• Source extract
####
The mainstays of treatment are removal from the source of lead and, for precious animals who have significantly high blood lead levels or who have symptoms of poisoning, chelation therapy with a chelating agent.
Wildlife and lead poisoningEdit
Lead, one of the leading causes of toxicity in waterfowl, has been known to cause die-offs of wild bird populations. When hunters use lead shot, waterfowl such as ducks and other species (swan especially) can ingest the spent pellets later and be poisoned; predators that eat these birds are also at risk. Lead shot-related waterfowl poisonings were first documented in the US in the 1880s. By 1919, the spent lead pellets from waterfowl hunting was positively identified as the source of waterfowl deaths. Lead shot has been banned for hunting waterfowl in several countries, including the US in 1991 and 1997 in Canada. Other threats to wildlife include lead paint, sediment from lead mines and smelters, and lead weights from fishing lines. Lead in some fishing gear has been banned in several countries.
The critically endangered California condor has also been affected by lead poisoning. As scavengers, condors eat carcasses of game that have been shot but not retrieved, and with them the fragments from lead bullets; this increases their lead levels. Among condors around the Grand Canyon, lead poisoning due to eating lead shot is the most frequently diagnosed cause of death. In an effort to protect this species, in areas designated as the California condor's range the use of projectiles containing lead has been banned to hunt deer, wild pig, elk, pronghorn antelope, coyotes, ground squirrels, and other non-game wildlife. Also, conservation programs exist which routinely capture condors, check their blood lead levels, and treat cases of poisoning.
Cows and horses as well as pet animals are also susceptible to the effects of lead toxicity. Sources of lead exposure in pets can be the same as those that present health threats to humans sharing the environment, such as paint and blinds, and there is sometimes lead in toys made for pets. Lead poisoning in a pet dog may indicate that children in the same household are at increased risk for elevated lead levels.
####
• Extracted information
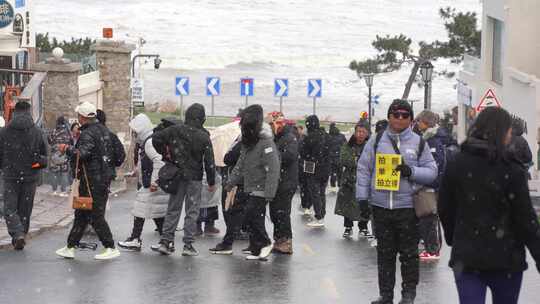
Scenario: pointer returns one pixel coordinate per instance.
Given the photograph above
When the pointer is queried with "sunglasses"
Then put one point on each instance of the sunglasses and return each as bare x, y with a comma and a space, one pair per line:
400, 114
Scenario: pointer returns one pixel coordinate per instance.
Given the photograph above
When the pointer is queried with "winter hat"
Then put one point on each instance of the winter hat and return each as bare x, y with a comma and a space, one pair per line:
400, 104
86, 109
428, 117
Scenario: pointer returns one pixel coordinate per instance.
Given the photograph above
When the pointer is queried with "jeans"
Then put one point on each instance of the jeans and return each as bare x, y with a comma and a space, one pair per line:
472, 287
397, 232
235, 216
255, 216
94, 217
280, 214
316, 194
18, 205
138, 225
60, 178
190, 192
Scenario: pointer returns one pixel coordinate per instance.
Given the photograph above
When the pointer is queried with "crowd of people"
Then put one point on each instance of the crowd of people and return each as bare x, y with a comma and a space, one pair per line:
476, 191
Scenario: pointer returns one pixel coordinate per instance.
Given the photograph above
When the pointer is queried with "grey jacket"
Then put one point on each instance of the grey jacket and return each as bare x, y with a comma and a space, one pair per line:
424, 170
258, 168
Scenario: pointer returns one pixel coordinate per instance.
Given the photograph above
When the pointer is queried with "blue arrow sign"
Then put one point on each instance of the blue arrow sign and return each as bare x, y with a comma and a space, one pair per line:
213, 86
315, 88
246, 87
181, 86
281, 87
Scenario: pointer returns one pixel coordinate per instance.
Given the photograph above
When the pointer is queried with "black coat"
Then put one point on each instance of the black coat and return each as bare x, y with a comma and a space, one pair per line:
486, 212
22, 145
188, 146
315, 148
287, 145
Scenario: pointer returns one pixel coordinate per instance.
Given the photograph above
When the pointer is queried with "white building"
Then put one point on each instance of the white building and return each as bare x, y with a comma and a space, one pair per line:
509, 64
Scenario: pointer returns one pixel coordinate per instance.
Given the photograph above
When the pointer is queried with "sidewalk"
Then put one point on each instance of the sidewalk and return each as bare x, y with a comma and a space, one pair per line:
50, 212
####
• Task details
Please answer these three questions from the lead poisoning text:
1. In what year did the US ban lead shot for hunting waterfowl?
2. What is the most frequently diagnosed cause of death among condors around the Grand Canyon?
3. What may lead poisoning in a pet dog indicate about children in the same household?

• Answer to this task
1. 1991.
2. Lead poisoning due to eating lead shot.
3. That they are at increased risk for elevated lead levels.